# Texte proposé
=-=-=-=-=
17On regrettera également le style et la structure académiques du livre qui rappellent trop la thèse (le mot apparaît à plusieurs reprises). De même, quelques phrases nous semblent curieuses et renvoient à une conception de la littérature à laquelle nous n’adhérons pas : « la comparaison [de Salammbô] avec les deux autres romans [Madame Bovary et L’Éducation sentimentale] permettra de bien faire apparaître la psyché de l’écrivain qui se reflète dans l’évocation de la carnation féminine » (p. 81) ; « il est apparu que la blancheur ou le rose sont avant tout le reflet des sentiments des auteurs envers ces personnages » (p. 117) ; « la carnation résulte donc de la projection du sentiment des auteurs à l’égard du corps féminin. Flaubert cherche à s’enfoncer dans la peau blanche des femmes […] » (p. 134). À ce titre, nous aurions préféré un travail sur l’inconscient du texte plutôt que sur la psyché de l’auteur.

18Ces quelques remarques ne parviendront pas à faire oublier la teneur hautement érudite de ce livre qui, souvent, renouvèle les lectures habituelles de ces romans et qui nous fait redécouvrir le haut coefficient métaphorique du vêtement et de la chair dans les œuvres de Flaubert, Zola et les Goncourt. Ce système de tropes, s’appuyant tour à tour ou simultanément sur les catégories du minéral, du végétal et de l’animal ou sur les homologies entre corps et décor, entre chair et tissu, entre texte et texture, dévoile l’importance au cœur de la poétique réaliste d’une logique de la porosité des frontières que le corps ne cesse d’interroger et de représenter. On devra désormais porter une attention soutenue aux détails qui enrobent les corps vêtus ou nus ; détails qui, on le sait, sont rarement in-signifiants, comme le prouve la belle étude de Nao Takaï.
=-=-=-=-=
# Extraits des lignes
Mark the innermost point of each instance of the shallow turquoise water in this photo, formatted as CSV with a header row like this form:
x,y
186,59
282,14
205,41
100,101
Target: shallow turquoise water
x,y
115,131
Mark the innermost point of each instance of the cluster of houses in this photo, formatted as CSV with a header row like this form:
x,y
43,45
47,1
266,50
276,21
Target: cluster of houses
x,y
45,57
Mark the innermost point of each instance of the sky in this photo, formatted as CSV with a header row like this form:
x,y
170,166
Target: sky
=-=-=-=-=
# Exercices d'application
[1] Recopiez fidèlement le passage du texte proposé qui va de « 18Ces quelques remarques » jusqu'à « de Nao Takaï. ».
[2] Relevez tous les titres de romans mentionnés dans le texte proposé.

# Corrigé
[1]
18Ces quelques remarques ne parviendront pas à faire oublier la teneur hautement érudite de ce livre qui, souvent, renouvèle les lectures habituelles de ces romans et qui nous fait redécouvrir le haut coefficient métaphorique du vêtement et de la chair dans les œuvres de Flaubert, Zola et les Goncourt. Ce système de tropes, s’appuyant tour à tour ou simultanément sur les catégories du minéral, du végétal et de l’animal ou sur les homologies entre corps et décor, entre chair et tissu, entre texte et texture, dévoile l’importance au cœur de la poétique réaliste d’une logique de la porosité des frontières que le corps ne cesse d’interroger et de représenter. On devra désormais porter une attention soutenue aux détails qui enrobent les corps vêtus ou nus ; détails qui, on le sait, sont rarement in-signifiants, comme le prouve la belle étude de Nao Takaï.

[2]
- Salammbô
- Madame Bovary
- L'Éducation sentimentale